▶ TASK PROMPT
The line containing "# point at: flag banner" opens the span to copy, and the last line of the records below closes it. Write out that span exactly.

▶ MATERIAL TO PROCESS
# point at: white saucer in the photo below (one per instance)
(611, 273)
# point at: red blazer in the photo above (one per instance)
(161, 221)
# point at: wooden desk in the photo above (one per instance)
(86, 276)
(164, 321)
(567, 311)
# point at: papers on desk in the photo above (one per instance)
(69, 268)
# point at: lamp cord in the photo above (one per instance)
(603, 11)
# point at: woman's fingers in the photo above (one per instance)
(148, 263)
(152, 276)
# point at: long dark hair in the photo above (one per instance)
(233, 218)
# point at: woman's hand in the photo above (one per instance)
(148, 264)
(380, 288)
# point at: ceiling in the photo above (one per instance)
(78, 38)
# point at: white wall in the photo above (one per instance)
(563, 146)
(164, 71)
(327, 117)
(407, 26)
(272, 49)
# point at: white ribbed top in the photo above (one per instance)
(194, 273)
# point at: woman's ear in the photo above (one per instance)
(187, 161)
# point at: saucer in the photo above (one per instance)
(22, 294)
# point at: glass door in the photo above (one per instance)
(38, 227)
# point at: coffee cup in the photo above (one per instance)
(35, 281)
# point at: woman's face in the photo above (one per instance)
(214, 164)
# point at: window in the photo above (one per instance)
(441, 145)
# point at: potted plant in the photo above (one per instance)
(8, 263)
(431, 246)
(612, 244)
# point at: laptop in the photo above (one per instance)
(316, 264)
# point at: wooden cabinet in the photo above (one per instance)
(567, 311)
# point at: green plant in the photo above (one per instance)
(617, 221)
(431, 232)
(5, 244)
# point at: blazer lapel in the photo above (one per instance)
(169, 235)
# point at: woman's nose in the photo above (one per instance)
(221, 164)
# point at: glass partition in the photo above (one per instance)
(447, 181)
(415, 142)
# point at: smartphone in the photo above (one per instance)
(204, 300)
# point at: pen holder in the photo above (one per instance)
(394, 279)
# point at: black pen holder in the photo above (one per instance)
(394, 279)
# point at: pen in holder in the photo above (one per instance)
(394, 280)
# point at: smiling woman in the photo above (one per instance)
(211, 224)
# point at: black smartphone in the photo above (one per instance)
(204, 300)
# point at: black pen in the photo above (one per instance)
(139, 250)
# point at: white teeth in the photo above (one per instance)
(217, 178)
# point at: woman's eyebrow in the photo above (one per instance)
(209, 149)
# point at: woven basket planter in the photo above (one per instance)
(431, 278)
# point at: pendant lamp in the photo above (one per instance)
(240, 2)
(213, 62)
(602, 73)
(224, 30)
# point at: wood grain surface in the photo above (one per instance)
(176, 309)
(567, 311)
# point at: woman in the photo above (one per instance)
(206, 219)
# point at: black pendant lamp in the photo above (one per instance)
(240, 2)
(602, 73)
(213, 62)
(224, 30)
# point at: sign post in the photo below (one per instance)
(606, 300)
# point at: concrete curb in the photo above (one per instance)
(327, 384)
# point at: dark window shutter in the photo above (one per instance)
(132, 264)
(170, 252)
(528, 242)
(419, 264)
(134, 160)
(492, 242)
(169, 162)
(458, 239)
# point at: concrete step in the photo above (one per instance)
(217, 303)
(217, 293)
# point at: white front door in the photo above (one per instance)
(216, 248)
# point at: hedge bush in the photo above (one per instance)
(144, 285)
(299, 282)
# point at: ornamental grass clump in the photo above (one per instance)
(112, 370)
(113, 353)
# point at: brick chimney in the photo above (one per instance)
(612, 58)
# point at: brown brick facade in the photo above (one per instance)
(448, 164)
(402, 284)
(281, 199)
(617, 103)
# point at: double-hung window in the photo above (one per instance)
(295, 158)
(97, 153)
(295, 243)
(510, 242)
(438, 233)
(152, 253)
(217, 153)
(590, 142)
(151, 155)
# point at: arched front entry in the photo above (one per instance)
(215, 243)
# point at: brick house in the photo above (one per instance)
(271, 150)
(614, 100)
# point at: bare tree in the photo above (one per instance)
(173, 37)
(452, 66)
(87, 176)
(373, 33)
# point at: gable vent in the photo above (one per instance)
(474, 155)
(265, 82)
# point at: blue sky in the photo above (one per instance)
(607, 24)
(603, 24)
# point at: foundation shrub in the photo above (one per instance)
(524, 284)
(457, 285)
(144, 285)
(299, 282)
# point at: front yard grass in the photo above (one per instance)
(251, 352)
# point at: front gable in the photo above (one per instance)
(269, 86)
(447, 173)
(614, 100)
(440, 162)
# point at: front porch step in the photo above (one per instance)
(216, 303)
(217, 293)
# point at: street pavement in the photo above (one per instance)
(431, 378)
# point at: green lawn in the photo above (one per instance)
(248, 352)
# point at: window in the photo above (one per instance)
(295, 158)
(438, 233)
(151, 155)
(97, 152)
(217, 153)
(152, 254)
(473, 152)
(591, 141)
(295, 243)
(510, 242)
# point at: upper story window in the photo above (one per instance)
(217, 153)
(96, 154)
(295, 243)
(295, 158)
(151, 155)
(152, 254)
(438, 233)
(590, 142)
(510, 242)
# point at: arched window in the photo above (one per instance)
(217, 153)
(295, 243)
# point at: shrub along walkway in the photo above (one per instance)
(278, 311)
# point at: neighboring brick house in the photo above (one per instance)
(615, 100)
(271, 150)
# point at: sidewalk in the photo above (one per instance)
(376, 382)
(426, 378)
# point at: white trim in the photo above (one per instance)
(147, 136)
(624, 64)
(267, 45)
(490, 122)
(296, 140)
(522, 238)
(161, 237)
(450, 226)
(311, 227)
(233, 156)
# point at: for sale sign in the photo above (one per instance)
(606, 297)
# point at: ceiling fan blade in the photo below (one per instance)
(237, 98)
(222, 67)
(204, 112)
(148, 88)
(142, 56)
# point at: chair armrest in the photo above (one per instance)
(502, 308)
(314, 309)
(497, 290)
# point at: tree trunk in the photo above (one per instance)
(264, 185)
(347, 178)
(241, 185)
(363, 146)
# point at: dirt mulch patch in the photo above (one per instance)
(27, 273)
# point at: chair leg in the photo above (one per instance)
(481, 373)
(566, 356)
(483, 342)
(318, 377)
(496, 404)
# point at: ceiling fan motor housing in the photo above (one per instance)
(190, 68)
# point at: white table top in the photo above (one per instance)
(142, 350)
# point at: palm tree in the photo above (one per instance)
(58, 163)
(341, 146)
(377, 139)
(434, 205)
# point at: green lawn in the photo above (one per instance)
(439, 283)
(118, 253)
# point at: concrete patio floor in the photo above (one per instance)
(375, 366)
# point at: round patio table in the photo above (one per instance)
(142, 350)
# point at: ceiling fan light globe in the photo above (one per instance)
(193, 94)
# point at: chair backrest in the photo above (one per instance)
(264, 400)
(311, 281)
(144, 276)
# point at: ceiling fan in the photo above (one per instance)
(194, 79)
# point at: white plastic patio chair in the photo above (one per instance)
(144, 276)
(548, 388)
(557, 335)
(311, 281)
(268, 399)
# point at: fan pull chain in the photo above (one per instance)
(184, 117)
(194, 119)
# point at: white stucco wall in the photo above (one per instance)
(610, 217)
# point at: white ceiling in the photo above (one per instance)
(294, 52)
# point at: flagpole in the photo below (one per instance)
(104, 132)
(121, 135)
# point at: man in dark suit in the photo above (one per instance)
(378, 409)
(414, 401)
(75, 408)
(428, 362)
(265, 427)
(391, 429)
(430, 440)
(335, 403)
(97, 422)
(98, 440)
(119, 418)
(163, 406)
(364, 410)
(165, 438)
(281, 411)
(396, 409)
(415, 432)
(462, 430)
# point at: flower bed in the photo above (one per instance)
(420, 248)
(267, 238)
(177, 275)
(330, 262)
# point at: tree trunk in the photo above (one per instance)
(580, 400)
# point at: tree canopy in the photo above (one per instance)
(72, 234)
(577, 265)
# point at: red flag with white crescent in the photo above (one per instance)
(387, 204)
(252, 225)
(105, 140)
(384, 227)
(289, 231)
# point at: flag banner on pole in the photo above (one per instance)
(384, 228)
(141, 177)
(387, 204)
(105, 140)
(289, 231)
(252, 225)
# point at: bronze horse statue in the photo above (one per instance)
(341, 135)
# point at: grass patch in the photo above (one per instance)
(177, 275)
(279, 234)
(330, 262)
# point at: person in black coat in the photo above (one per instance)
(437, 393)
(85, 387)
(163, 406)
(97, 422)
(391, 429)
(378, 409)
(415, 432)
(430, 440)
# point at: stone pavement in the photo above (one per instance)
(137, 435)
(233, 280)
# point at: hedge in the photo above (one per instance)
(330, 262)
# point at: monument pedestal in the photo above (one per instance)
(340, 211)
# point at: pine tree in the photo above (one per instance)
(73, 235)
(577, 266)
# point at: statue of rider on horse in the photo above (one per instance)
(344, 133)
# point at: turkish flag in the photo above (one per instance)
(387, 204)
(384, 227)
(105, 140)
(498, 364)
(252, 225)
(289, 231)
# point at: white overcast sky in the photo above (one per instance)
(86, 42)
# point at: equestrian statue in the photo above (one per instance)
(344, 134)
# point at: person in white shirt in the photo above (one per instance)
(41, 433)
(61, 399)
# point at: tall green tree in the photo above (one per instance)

▶ ANSWER SPACE
# point at: flag banner on pole in the photo above (one per instance)
(384, 228)
(141, 177)
(387, 204)
(105, 140)
(289, 231)
(252, 225)
# point at: bronze horse statue in the photo above (one per instance)
(341, 135)
# point at: grass patch in the photo above (one per instance)
(177, 275)
(279, 234)
(330, 262)
# point at: person in black coat in the photo above (one per instance)
(437, 393)
(85, 387)
(163, 406)
(97, 422)
(391, 429)
(378, 409)
(415, 432)
(430, 440)
# point at: stone pavement in the photo above (one per instance)
(137, 435)
(233, 280)
# point at: hedge in the photo above (one per instance)
(330, 262)
# point at: monument pedestal in the photo above (one per instance)
(340, 211)
# point at: pine tree in the photo above (one per instance)
(73, 235)
(577, 266)
# point at: statue of rider on horse in the photo above (one per instance)
(344, 133)
# point at: turkish flag in the photo above (one per instance)
(387, 204)
(384, 227)
(105, 140)
(498, 364)
(252, 225)
(289, 231)
# point at: white overcast sky in the photo above (one per instance)
(86, 42)
# point at: equestrian statue in the photo above (one per instance)
(344, 134)
# point at: person in white shirt in the photo above (one per instance)
(41, 433)
(61, 399)
# point at: tall green tree in the photo above (one per instance)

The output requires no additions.